[PAGE EXCERPT]
At least 43 killed in flash floods in Pakistan

The worst hit district was Chitral, where flood waters swept away a mosque, dozens of houses and an army post.

Update: 2016-07-03 06:18 GMT
A Pakistani villager salvages his belongings from his flooded house. (Photo: AP, Representational Image)

Peshawar, Pakistan: Flash floods caused by overnight monsoon rains have killed at least 43 people in northern Pakistan, the majority from a village near the border with Afghanistan, officials said Sunday, as supplies were airlifted to survivors.

The rains began late Saturday and were concentrated mainly in the northwestern province of Khyber Pakhtunkhwa, which has been badly affected by flooding in recent years that some scientists have linked to climate change.

The worst hit district was Chitral, on the country's northwest border, where flood waters swept away a mosque, dozens of houses and army post in the remote village of Ursoon, district mayor Maghfirat Shah told AFP.

Forty-one people were killed in the village, and at least eight of the dead are thought to be soldiers.

Latifur Rehman, a spokesman for the provincial disaster management authority, said: "Sixteen of the dead were offering prayers in the mosque when it was swept away by the flood."

[DATA UNDER STUDY]
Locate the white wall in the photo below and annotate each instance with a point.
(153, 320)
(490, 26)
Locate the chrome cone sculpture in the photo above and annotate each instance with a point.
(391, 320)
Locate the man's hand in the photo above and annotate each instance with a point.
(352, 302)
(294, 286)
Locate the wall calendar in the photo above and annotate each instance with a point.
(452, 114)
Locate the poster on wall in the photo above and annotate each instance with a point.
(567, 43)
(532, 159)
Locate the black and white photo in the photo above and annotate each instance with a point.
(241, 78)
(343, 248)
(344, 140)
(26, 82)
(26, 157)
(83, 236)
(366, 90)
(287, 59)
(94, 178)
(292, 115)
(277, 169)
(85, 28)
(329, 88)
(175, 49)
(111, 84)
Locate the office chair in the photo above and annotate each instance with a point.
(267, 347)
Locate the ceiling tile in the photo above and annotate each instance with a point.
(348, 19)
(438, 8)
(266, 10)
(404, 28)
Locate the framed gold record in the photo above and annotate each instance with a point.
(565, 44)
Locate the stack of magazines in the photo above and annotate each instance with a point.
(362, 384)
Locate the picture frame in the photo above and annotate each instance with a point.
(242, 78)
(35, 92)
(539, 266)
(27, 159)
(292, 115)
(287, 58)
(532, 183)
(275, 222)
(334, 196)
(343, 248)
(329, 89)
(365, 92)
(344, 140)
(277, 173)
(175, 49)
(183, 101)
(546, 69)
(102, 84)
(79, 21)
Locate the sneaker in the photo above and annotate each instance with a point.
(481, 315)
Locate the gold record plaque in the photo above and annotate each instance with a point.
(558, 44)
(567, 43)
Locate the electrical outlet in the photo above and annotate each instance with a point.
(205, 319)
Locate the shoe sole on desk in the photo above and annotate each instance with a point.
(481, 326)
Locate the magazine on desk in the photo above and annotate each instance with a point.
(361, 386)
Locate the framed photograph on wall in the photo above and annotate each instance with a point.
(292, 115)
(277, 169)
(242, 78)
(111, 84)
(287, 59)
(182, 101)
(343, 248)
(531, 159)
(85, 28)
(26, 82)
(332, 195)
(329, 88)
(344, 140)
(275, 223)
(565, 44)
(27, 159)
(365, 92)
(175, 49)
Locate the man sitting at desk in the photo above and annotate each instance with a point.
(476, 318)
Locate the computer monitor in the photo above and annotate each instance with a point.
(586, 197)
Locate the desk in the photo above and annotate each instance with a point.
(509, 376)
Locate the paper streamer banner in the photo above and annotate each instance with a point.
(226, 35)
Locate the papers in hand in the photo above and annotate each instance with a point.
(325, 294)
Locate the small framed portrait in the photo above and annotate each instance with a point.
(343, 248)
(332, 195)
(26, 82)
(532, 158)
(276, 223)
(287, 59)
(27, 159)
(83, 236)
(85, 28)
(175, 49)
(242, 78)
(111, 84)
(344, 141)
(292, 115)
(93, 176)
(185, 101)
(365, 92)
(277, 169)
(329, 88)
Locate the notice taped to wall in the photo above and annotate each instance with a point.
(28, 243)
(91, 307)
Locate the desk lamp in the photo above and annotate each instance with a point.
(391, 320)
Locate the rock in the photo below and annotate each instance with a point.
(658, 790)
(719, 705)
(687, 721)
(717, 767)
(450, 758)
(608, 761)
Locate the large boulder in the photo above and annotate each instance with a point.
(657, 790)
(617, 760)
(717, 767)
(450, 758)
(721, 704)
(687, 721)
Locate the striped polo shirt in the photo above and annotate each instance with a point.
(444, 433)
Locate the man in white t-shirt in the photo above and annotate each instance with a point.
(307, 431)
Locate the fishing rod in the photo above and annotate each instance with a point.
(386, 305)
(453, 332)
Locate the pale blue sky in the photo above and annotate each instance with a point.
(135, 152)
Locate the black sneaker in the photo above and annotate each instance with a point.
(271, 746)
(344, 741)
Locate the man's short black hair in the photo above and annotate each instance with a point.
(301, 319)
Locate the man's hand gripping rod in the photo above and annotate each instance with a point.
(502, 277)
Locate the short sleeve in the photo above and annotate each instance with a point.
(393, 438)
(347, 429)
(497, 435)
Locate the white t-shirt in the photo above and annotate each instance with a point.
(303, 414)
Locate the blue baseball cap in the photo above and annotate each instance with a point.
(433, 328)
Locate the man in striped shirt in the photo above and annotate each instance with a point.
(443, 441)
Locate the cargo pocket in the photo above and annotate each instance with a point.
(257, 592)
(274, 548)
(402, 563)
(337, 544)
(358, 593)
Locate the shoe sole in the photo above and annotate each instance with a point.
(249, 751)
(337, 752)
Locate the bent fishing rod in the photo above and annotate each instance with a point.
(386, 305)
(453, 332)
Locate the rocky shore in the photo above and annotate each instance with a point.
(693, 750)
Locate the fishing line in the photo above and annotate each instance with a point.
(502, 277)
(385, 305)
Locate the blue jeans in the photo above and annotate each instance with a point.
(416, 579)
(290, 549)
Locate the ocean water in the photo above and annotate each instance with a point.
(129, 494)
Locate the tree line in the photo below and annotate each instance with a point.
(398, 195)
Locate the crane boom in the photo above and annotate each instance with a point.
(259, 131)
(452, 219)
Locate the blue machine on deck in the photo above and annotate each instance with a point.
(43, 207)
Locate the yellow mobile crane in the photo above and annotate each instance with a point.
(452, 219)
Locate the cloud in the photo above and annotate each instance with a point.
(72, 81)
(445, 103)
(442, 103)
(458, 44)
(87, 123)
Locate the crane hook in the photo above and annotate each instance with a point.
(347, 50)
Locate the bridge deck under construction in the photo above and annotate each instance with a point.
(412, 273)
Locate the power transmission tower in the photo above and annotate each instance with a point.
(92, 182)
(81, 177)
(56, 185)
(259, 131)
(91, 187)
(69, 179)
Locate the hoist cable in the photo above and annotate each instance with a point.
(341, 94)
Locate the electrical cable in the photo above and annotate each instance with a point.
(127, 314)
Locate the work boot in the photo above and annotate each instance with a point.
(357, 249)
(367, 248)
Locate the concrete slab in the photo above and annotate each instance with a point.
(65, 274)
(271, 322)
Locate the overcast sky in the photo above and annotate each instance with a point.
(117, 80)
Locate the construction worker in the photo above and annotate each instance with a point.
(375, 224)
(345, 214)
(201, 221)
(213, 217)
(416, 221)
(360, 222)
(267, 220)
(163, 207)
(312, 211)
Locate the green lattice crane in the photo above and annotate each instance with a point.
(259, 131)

[WHAT THE TASK REQUIRES] Print the part of the flood report between "Peshawar, Pakistan: Flash" and "Shah told AFP.", inclusive, word for word. These items have no connection to the flood report above.

[TASK ANSWER]
Peshawar, Pakistan: Flash floods caused by overnight monsoon rains have killed at least 43 people in northern Pakistan, the majority from a village near the border with Afghanistan, officials said Sunday, as supplies were airlifted to survivors.

The rains began late Saturday and were concentrated mainly in the northwestern province of Khyber Pakhtunkhwa, which has been badly affected by flooding in recent years that some scientists have linked to climate change.

The worst hit district was Chitral, on the country's northwest border, where flood waters swept away a mosque, dozens of houses and army post in the remote village of Ursoon, district mayor Maghfirat Shah told AFP.